- _Records to process_
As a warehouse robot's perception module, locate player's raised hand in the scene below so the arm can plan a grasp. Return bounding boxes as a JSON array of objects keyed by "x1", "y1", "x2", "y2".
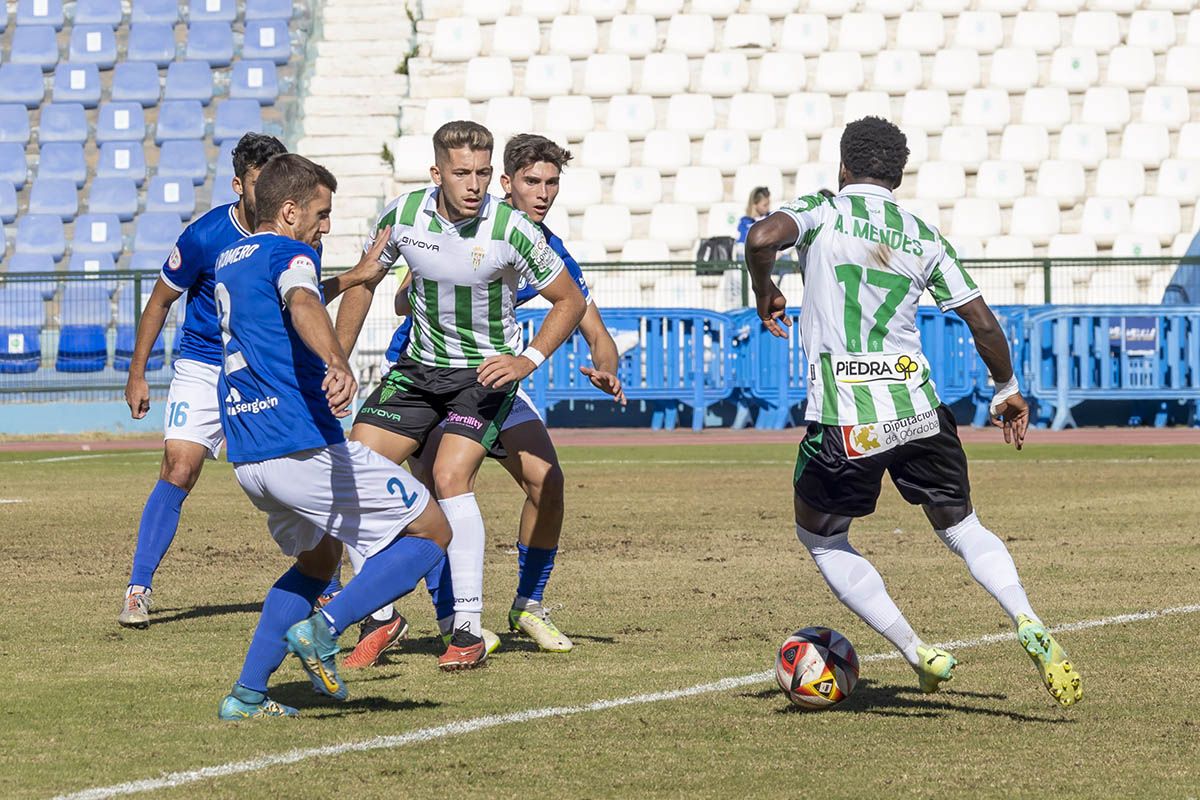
[
  {"x1": 580, "y1": 367, "x2": 625, "y2": 405},
  {"x1": 991, "y1": 392, "x2": 1030, "y2": 450},
  {"x1": 755, "y1": 281, "x2": 792, "y2": 339}
]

- _Required work_
Give every line back word for word and leave the pictures out.

- _Answer below_
As a warehouse robot's perception module, locate player's raised hand in the scene below so the arm can plan a grasp. Return bounding boxes as a JSON array of objects keyed by "x1", "y1", "x2", "y2".
[
  {"x1": 580, "y1": 367, "x2": 625, "y2": 405},
  {"x1": 991, "y1": 392, "x2": 1030, "y2": 450},
  {"x1": 755, "y1": 281, "x2": 792, "y2": 339}
]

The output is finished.